— Page text —
+ + + + + + +

Facebook kisses DRAM goodbye, builds memcached for flash

Yiftach Shoolman

unread,

Mar 6, 2013, 3:53:02 PM3/6/13

to redi...@googlegroups.com

Though this is not the Memcached forum, it is still interesting to see whether this shift can also affect the future of Redis:

http://gigaom.com/2013/03/05/facebook-kisses-dram-goodbye-builds-memcached-for-flash/

--

Yiftach Shoolman
+972-54-7634621

Pedro Melo

unread,

Mar 6, 2013, 4:23:54 PM3/6/13

to redi...@googlegroups.com

Hi,

On Wed, Mar 6, 2013 at 8:53 PM, Yiftach Shoolman
<yiftach....@gmail.com> wrote:
> Though this is not the Memcached forum, it is still interesting to see
> whether this shift can also affect the future of Redis:
>
> http://gigaom.com/2013/03/05/facebook-kisses-dram-goodbye-builds-memcached-for-flash/

This is one example of something that triggers "oh, cool!" from my
geek inner self, but my old beard UNIX hat still thinks that setting a
swap file to the flash drive, and let memcached swap to it, and let
the VM keep the most recently used in memory would probably get you 80
or 90% of the performance of this solution with zero coding.

Then again, maybe I'm just grumpy and tired.. :)

Bye,
--
Pedro Melo
@pedromelo
http://www.simplicidade.org/
xmpp:me...@simplicidade.org
mailto:me...@simplicidade.org

Javier Guerra Giraldez

unread,

Mar 6, 2013, 4:30:00 PM3/6/13

to redi...@googlegroups.com

On Wed, Mar 6, 2013 at 4:23 PM, Pedro Melo <me...@simplicidade.org> wrote:
> setting a
> swap file to the flash drive, and let memcached swap to it

I had similar thoughts, but not just "let memcached swatp to it";
instead do a memmap() to specifically map a file on SSD. Not only the
kernel doesn't have so much to guess, but there are high-performance
SSD PCI cards that avoid all the disk-emulation layers and lets the
CPU do real memory accesses to the Flash chips.

--
Javier

Salvatore Sanfilippo

unread,

Mar 6, 2013, 4:46:58 PM3/6/13

to Redis DB

The problem with the swap approach is that you turn it into a
random-access business when you write. At least that's what the
authors of the project wrote. In theory however most SSD disks will
internally use a log structured format anyway so this may also work,
it is not clear from my point of view.

About Redis, I did a number of tests like this, the point here is that
from plain strings GET/SET/DEL operations to Redis, there is a huge
difference in between. I bet that already the SSD thing can't reach
the 1million ops/sec you get with Redis using pipelining.
But even if you could, it's GET/SET.

Redis uses memory in order to have a lot more freedom in the way it
can operate with data, so we have complex data structures and can do a
lot of indexing almost for free, like Redis Cluster ability to return
keys in a given hash slot, or random sampling to expire stuff, or
complex data structures like sorted sets that still are from the user
point of view almost as fast as GET/SET.

+ + + + + + +

— Problem 1 —
Pull out every line from the entries below that contains the string "hair", matching case exactly.

— Rows from a box labeling dataset —
+ + + + + + +

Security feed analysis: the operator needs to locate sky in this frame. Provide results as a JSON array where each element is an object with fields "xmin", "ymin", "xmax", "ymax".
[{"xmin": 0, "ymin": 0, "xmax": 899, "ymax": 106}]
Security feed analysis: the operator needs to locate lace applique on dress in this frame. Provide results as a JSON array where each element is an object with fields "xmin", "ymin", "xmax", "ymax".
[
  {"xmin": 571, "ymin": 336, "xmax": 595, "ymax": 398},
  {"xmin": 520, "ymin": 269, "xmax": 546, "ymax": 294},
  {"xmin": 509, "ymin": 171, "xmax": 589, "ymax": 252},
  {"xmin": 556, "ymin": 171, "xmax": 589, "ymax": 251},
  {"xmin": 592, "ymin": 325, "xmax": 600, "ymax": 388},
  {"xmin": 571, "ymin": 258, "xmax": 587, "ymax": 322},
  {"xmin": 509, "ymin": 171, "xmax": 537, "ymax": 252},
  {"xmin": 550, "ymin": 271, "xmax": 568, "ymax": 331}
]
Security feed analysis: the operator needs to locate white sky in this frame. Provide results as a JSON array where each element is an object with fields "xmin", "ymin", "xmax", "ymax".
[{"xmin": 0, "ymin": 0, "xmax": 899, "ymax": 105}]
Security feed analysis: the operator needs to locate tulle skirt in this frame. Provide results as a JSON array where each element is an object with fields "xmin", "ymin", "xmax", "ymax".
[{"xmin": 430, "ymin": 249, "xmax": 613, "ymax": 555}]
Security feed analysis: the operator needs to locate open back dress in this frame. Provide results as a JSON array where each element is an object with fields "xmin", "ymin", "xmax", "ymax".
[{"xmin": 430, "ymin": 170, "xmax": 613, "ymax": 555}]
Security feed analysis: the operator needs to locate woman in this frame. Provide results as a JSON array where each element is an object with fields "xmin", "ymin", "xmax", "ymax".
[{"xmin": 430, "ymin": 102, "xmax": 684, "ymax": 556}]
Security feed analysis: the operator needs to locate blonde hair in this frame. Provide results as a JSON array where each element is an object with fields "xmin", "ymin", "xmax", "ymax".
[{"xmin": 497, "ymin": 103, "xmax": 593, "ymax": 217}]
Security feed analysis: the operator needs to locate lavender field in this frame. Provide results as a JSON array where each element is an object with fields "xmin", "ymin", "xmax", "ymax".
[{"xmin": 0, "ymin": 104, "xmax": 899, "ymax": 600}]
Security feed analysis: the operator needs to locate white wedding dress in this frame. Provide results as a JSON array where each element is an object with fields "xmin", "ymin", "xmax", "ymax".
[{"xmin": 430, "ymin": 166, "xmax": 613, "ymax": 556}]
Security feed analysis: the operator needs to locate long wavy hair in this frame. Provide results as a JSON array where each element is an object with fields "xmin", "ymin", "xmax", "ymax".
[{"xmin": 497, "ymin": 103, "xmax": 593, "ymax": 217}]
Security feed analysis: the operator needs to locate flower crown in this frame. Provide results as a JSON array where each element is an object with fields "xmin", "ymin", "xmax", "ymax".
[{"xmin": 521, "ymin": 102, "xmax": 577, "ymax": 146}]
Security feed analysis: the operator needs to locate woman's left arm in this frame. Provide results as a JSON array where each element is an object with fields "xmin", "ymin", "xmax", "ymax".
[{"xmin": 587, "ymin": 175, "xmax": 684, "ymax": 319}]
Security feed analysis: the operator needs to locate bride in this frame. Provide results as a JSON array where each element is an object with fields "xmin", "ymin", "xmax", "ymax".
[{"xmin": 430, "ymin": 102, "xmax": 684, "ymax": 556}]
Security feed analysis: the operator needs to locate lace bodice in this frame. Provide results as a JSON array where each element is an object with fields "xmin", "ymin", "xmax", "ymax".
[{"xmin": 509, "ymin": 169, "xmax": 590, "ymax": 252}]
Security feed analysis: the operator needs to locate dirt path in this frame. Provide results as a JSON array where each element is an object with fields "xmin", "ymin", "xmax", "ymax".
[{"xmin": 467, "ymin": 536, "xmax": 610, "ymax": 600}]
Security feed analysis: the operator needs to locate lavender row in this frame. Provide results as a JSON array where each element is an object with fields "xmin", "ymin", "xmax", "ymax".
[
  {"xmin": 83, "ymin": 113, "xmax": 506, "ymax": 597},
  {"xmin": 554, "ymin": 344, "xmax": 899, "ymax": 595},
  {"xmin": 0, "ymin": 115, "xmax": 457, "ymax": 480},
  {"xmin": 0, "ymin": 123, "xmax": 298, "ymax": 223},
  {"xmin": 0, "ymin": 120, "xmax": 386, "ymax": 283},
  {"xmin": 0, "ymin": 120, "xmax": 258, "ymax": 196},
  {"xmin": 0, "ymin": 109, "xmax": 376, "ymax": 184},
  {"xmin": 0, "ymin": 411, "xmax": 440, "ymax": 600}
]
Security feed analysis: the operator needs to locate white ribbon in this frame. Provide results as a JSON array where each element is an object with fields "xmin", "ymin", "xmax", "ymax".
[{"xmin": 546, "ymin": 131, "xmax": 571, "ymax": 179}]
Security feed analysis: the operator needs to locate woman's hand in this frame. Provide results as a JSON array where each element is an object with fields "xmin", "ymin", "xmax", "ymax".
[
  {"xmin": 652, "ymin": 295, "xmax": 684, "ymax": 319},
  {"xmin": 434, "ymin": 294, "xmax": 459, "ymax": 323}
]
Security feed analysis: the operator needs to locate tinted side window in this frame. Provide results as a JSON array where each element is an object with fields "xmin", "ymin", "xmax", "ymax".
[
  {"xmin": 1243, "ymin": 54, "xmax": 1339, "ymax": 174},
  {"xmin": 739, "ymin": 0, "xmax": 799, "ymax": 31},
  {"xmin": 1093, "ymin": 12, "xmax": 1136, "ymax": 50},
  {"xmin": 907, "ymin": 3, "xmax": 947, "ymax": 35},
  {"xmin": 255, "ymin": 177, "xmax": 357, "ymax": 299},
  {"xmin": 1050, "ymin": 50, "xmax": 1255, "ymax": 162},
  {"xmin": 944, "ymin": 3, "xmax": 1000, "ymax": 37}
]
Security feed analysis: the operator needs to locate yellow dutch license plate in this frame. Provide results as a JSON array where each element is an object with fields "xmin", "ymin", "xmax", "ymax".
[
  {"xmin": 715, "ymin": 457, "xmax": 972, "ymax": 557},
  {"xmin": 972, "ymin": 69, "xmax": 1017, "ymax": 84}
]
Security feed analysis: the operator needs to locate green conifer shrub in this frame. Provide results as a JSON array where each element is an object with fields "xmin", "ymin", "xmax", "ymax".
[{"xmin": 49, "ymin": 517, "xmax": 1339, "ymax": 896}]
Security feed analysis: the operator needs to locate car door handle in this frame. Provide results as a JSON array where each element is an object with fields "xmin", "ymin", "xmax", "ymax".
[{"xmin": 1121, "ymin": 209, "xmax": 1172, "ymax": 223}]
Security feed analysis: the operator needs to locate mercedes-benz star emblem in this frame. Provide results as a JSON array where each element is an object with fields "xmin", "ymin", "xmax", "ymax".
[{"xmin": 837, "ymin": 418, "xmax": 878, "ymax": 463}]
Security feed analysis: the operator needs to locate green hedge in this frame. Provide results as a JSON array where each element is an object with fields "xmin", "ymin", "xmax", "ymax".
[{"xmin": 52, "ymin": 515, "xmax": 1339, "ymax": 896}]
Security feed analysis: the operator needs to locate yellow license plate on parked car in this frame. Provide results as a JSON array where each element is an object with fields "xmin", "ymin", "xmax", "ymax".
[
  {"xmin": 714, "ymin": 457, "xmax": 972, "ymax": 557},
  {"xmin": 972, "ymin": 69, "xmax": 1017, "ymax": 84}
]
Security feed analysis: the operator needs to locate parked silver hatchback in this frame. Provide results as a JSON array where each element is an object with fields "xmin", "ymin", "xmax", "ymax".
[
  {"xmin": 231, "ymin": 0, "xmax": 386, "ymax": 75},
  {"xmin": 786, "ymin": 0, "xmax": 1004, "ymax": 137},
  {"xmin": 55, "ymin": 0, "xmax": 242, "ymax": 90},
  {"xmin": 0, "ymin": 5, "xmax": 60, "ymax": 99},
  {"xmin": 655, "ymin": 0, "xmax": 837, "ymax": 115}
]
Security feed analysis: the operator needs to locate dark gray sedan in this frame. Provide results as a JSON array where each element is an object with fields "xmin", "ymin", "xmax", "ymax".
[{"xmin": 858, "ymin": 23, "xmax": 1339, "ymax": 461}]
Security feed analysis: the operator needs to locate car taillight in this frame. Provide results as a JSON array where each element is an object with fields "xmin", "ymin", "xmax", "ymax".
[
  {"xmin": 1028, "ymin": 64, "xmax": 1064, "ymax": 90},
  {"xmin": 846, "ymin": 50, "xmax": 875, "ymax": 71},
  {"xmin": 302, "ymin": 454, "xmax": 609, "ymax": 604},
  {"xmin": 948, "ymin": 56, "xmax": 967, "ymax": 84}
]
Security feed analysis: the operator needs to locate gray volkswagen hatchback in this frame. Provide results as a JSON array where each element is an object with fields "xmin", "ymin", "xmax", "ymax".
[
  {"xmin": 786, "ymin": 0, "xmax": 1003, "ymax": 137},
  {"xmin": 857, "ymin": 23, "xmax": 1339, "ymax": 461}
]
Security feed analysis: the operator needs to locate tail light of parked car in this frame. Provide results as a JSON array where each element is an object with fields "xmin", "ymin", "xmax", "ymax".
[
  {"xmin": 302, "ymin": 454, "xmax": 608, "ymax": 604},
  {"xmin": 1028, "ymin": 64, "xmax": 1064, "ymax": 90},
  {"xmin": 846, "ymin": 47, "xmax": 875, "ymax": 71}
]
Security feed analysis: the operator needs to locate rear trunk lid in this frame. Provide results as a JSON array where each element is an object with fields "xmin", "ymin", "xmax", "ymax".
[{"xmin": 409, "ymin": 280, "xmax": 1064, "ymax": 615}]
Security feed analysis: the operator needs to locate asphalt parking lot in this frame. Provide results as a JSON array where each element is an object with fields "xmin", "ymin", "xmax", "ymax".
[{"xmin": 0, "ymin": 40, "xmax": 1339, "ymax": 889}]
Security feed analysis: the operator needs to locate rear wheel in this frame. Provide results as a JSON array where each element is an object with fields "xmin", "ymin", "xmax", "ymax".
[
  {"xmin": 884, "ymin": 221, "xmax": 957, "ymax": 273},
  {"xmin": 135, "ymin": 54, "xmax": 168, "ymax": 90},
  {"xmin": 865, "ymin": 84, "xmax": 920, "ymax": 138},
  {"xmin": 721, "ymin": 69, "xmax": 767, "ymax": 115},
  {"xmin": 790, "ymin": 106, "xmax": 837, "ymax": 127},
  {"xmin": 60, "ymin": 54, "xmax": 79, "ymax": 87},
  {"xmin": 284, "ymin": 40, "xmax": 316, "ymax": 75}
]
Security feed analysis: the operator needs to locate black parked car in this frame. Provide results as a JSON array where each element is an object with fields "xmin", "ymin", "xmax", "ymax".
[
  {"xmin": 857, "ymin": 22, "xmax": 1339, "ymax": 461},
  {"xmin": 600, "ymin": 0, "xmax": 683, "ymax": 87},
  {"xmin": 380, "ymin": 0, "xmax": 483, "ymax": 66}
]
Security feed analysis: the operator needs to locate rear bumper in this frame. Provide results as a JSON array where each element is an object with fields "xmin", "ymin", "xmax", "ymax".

+ + + + + + +

— Problem 2 —
In the thread, how much of the flash solution's performance does Pedro Melo think a swap file on the flash drive would probably get?

— Exercise response 1 —
Security feed analysis: the operator needs to locate blonde hair in this frame. Provide results as a JSON array where each element is an object with fields "xmin", "ymin", "xmax", "ymax".
Security feed analysis: the operator needs to locate long wavy hair in this frame. Provide results as a JSON array where each element is an object with fields "xmin", "ymin", "xmax", "ymax".

— Exercise response 2 —
80 or 90% of the performance, with zero coding.